Exercise aim
Using the abstract below, mark each of statements (a), (b) and (c) yes or no, and quote the exact words of the abstract that decide it. (a) The proposed model needs direct parallel data between V1 and V2. (b) The model still works when there are n views of interest and a single pivot view. (c) One of the downstream applications is cross modal access between images and a language.

Passage shown

[Begin]

*Abstract:* Recently there has been a lot of interest in learning common
representations for multiple views of data. These views could belong to
different modalities or languages. Typically, such common representations
are learned using a parallel corpus between the two views (say, 1M images
and their English captions). In this work, we address a real-world scenario
where no direct parallel data is available between two views of interest
(say, V1 and V2) but parallel data is available between each of these
views and a pivot view (V3). We propose a model for learning a common
representation for V1, V2 and V3 using only the parallel data available
between V1V3 and V2V3. The proposed model is generic and even works when
there are n views of interest and only one pivot view which acts as a
bridge between them. There are two specific downstream applications that
we focus on (i) Transfer learning between languages L1,L2,...,Ln using a pivot
language L and (ii) cross modal access between images and a language L1
using a pivot language L2. We evaluate our model using two datasets : (i)

[End]

Recorded data:
[Begin]

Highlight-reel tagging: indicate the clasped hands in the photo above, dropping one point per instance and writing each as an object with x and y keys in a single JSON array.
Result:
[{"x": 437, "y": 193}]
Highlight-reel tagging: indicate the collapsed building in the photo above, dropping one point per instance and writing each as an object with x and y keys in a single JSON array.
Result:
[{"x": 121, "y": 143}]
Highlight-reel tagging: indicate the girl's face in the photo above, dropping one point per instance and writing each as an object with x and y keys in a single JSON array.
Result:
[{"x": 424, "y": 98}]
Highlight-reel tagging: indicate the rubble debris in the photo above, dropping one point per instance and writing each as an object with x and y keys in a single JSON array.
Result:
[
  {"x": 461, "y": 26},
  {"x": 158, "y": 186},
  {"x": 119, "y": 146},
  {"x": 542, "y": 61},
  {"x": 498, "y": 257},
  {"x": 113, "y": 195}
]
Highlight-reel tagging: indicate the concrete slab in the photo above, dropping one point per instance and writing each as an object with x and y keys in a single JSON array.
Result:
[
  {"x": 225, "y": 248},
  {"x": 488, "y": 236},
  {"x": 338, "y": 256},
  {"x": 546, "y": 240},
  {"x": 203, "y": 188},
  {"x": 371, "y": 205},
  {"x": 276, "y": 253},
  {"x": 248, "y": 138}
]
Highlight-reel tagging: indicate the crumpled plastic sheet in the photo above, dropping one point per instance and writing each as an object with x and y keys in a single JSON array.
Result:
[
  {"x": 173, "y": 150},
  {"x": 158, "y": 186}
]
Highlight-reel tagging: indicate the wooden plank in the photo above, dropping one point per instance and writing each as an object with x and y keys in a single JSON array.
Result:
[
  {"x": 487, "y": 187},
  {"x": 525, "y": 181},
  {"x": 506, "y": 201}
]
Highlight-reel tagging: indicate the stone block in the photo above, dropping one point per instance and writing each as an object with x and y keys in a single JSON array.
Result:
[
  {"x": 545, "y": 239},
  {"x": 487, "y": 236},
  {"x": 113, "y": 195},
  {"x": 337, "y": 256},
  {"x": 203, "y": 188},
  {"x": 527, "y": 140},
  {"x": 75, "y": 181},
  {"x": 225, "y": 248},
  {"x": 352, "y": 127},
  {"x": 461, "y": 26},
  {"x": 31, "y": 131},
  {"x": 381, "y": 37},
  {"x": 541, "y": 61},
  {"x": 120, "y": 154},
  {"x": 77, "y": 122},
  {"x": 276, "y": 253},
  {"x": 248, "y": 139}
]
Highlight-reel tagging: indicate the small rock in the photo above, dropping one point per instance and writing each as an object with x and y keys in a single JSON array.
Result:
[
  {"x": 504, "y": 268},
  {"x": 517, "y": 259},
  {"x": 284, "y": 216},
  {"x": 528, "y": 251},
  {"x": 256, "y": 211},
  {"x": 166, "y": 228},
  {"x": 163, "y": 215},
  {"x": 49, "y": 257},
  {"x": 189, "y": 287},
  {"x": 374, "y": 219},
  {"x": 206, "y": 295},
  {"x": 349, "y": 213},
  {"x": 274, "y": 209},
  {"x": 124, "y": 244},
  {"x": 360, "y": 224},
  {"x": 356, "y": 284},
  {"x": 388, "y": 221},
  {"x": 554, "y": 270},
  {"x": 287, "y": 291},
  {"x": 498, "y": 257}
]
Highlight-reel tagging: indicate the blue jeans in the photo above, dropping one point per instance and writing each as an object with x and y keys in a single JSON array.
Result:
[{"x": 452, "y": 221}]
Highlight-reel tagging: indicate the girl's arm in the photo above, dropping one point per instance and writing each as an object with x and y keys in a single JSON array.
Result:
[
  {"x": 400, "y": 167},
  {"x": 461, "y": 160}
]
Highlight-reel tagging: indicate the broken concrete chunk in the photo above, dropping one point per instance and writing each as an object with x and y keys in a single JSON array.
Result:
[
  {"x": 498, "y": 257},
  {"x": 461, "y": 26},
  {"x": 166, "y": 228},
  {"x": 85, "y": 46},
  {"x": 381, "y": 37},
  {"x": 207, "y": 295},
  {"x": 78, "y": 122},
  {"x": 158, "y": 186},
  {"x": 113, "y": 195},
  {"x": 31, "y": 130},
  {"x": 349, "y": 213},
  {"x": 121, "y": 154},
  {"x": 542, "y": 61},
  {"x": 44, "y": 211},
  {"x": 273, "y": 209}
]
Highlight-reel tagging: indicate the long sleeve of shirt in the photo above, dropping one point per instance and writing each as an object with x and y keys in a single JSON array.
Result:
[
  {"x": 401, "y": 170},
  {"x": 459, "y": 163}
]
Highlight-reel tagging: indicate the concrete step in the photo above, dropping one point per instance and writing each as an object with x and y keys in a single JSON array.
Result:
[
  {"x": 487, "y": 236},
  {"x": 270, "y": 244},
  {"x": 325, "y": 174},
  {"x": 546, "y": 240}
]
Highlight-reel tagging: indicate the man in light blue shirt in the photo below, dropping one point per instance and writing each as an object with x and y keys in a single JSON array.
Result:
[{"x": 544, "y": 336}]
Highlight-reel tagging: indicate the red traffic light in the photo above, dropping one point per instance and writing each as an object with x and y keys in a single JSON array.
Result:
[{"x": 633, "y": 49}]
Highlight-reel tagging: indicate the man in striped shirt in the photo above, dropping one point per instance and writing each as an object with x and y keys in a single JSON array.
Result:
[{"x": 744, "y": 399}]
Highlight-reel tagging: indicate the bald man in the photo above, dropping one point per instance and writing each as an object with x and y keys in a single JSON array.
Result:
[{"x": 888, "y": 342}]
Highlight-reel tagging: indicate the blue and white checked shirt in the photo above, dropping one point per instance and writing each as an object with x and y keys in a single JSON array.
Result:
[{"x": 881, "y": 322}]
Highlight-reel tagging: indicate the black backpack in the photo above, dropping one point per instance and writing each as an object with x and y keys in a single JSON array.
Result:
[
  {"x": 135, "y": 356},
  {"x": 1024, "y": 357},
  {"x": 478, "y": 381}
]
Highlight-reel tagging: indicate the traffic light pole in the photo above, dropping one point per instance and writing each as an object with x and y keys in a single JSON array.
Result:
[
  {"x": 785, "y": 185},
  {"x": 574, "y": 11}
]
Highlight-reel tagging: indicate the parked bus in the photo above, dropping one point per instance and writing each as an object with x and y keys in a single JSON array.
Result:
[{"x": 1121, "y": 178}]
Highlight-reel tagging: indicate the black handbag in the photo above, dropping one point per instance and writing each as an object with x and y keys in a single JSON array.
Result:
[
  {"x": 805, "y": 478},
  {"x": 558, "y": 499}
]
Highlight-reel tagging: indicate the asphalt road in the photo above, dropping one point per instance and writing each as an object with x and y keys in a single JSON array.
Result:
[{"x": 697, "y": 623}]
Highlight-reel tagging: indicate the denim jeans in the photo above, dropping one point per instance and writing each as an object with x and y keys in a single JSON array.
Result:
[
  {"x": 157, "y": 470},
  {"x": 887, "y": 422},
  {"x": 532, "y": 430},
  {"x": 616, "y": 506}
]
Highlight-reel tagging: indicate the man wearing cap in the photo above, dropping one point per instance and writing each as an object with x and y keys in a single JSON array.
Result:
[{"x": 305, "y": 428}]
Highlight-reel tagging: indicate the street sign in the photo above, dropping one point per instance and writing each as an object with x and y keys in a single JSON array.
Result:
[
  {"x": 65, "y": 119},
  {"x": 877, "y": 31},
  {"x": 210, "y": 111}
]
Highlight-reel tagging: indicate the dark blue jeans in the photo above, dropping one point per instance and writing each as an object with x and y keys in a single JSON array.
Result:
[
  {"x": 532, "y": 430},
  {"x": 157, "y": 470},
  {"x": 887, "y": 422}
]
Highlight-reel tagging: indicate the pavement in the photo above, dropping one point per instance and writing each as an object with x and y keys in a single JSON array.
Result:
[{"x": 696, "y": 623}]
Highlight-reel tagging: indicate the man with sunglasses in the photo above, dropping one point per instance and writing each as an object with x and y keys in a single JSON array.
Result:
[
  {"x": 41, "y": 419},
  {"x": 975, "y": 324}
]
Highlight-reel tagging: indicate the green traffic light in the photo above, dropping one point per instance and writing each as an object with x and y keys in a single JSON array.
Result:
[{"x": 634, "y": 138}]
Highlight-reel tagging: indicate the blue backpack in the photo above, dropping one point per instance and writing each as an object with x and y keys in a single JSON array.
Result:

[End]

Finished task
(a) No: "using only the parallel data available between V1V3 and V2V3"
(b) Yes: "even works when there are n views of interest and only one pivot view which acts as a bridge between them"
(c) Yes: "cross modal access between images and a language L1 using a pivot language L2"